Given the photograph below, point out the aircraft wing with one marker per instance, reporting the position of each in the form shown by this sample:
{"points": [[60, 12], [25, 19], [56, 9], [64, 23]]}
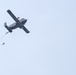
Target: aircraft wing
{"points": [[13, 16], [25, 29]]}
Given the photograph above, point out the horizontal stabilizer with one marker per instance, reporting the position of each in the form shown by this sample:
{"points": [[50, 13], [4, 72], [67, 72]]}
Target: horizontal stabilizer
{"points": [[25, 29]]}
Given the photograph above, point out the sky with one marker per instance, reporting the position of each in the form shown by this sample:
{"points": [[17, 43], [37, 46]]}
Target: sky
{"points": [[49, 48]]}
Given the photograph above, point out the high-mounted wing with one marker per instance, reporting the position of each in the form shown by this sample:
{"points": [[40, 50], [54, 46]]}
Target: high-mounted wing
{"points": [[13, 16], [25, 29]]}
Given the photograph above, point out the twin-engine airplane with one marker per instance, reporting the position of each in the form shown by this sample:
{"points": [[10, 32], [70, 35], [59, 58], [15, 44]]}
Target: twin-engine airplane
{"points": [[18, 23]]}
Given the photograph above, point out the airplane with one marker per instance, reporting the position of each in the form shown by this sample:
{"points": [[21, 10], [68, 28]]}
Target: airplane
{"points": [[18, 23]]}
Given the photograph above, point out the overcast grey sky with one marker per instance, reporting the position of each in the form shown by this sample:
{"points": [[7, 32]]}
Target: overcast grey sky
{"points": [[49, 48]]}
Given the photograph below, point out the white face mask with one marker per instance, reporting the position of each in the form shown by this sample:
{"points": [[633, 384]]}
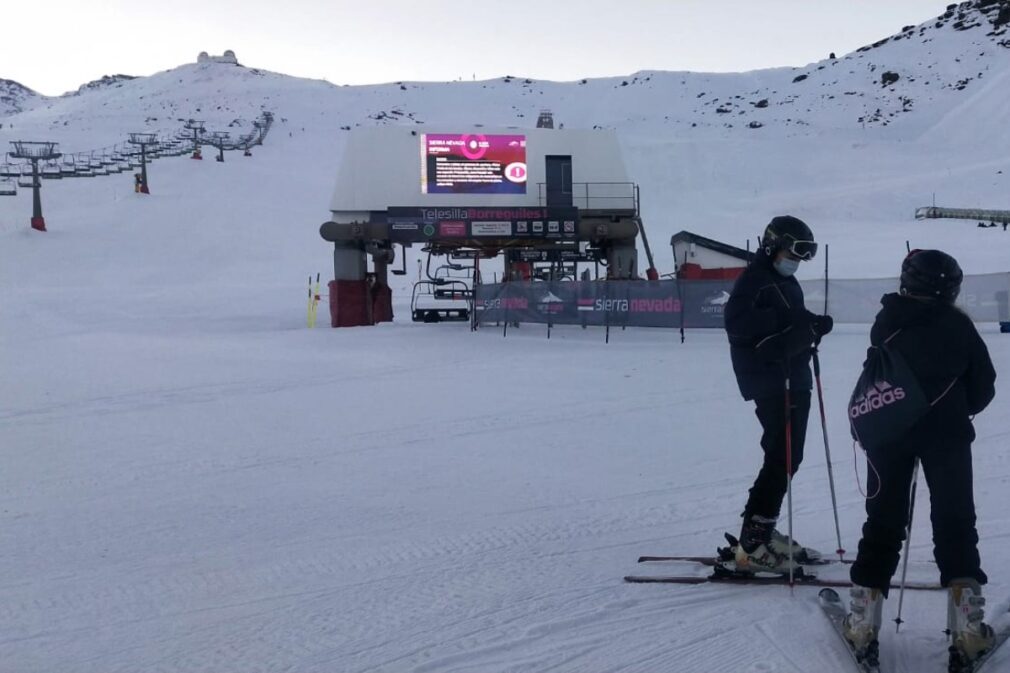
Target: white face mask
{"points": [[786, 266]]}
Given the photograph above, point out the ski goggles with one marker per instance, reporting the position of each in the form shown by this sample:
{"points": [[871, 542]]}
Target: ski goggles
{"points": [[803, 250]]}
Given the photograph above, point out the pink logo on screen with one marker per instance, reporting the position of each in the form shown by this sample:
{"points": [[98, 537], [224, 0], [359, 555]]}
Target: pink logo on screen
{"points": [[515, 172], [475, 147]]}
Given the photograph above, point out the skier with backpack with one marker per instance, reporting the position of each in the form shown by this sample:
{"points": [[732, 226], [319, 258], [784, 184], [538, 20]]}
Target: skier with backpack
{"points": [[771, 339], [927, 372]]}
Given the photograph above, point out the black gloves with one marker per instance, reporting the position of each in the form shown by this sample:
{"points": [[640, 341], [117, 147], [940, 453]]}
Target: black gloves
{"points": [[821, 324]]}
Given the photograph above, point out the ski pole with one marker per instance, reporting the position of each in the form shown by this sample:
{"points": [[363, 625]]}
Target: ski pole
{"points": [[827, 456], [789, 474], [908, 543], [308, 314]]}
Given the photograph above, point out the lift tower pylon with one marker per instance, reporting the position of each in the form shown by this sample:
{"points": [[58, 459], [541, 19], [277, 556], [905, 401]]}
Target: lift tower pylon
{"points": [[35, 152]]}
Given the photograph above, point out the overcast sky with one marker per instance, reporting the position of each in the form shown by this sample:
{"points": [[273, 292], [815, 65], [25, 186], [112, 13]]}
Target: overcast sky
{"points": [[55, 45]]}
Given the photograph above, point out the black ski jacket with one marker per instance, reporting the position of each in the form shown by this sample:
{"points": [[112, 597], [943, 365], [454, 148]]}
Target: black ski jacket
{"points": [[949, 360], [770, 329]]}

■ Challenge: Please render the lines from the one containing "Given the photograph above, point out the black ski" through the last line of the items as a Markdown table with columns Row and Line, leaving out blank lines.

■ Solution to this problem:
| Row | Line |
|---|---|
| 1 | Given the photograph above, point out the black ski jacket with one marker per instance, reporting the position of each in the form shown by this sample: |
| 2 | {"points": [[112, 597], [943, 365], [454, 148]]} |
| 3 | Target: black ski jacket |
| 4 | {"points": [[949, 360], [770, 329]]} |